Recorded data
+ + +

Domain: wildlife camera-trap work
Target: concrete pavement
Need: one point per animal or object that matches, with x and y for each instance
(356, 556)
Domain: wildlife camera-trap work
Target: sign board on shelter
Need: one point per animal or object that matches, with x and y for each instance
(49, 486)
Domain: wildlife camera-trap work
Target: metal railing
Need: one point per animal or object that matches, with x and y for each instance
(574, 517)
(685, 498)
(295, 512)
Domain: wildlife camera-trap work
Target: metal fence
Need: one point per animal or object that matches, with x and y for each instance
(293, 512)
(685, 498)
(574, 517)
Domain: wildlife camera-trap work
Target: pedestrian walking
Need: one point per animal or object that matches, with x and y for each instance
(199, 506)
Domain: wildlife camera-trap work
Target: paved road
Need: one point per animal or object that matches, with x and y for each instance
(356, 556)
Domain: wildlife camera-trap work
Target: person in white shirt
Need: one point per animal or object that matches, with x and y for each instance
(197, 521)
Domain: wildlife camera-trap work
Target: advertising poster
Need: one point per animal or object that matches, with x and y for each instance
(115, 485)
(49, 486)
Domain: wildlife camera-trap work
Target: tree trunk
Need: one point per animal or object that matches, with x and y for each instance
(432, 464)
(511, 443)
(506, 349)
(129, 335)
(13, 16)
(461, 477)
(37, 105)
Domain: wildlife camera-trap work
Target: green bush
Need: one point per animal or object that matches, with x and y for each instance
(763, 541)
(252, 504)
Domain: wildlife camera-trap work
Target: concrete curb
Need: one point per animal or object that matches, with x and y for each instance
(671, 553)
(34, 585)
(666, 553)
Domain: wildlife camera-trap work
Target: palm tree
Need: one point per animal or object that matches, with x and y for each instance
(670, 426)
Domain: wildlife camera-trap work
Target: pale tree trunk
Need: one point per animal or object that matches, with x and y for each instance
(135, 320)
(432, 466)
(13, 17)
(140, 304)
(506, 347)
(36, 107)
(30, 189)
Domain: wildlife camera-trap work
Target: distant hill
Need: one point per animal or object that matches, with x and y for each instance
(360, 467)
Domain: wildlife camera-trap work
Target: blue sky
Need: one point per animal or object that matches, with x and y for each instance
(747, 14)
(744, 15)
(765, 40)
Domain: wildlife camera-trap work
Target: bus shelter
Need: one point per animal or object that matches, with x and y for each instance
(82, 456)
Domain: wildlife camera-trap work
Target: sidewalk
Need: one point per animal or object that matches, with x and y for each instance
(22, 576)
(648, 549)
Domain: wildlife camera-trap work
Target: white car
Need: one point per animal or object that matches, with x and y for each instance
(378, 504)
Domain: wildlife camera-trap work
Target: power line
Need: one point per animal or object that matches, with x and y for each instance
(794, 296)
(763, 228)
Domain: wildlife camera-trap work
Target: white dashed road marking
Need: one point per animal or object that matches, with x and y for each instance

+ + +

▶ [Instructions to follow] Could you repeat exactly the lines above from the line with "Target: metal railing" up to and including the line with "Target: concrete curb", and only those?

▶ [Answer to this exercise]
Target: metal railing
Need: one point per animal or object that matches, with x and y for each instance
(574, 517)
(685, 498)
(295, 512)
Domain: wildlife camera-trap work
Target: metal fence
Need: one point per animal or object that matches, with x and y for each instance
(293, 512)
(685, 498)
(574, 517)
Domain: wildlife camera-trap work
Target: pedestrian walking
Need: one point per animal or object that matches, with x and y for each instance
(199, 506)
Domain: wildlife camera-trap work
Target: paved road
Need: one point per animal or object that matches, with x and y for each instance
(356, 556)
Domain: wildlife camera-trap work
Target: person in white shirt
Need: one point per animal or object that matches, with x and y for each instance
(197, 521)
Domain: wildlife camera-trap work
Target: advertising poster
Need: one point per animal or object that matches, with x and y for each instance
(115, 485)
(49, 486)
Domain: wildlife camera-trap work
Target: tree trunk
Need: one point per animal or object that matches, with x and y for each instance
(432, 464)
(511, 443)
(506, 349)
(129, 335)
(13, 16)
(461, 477)
(37, 105)
Domain: wildlife camera-trap work
Target: green bush
Need: one point per animal or object that matches, with x and y for each instance
(763, 541)
(252, 504)
Domain: wildlife camera-trap work
Target: concrete curb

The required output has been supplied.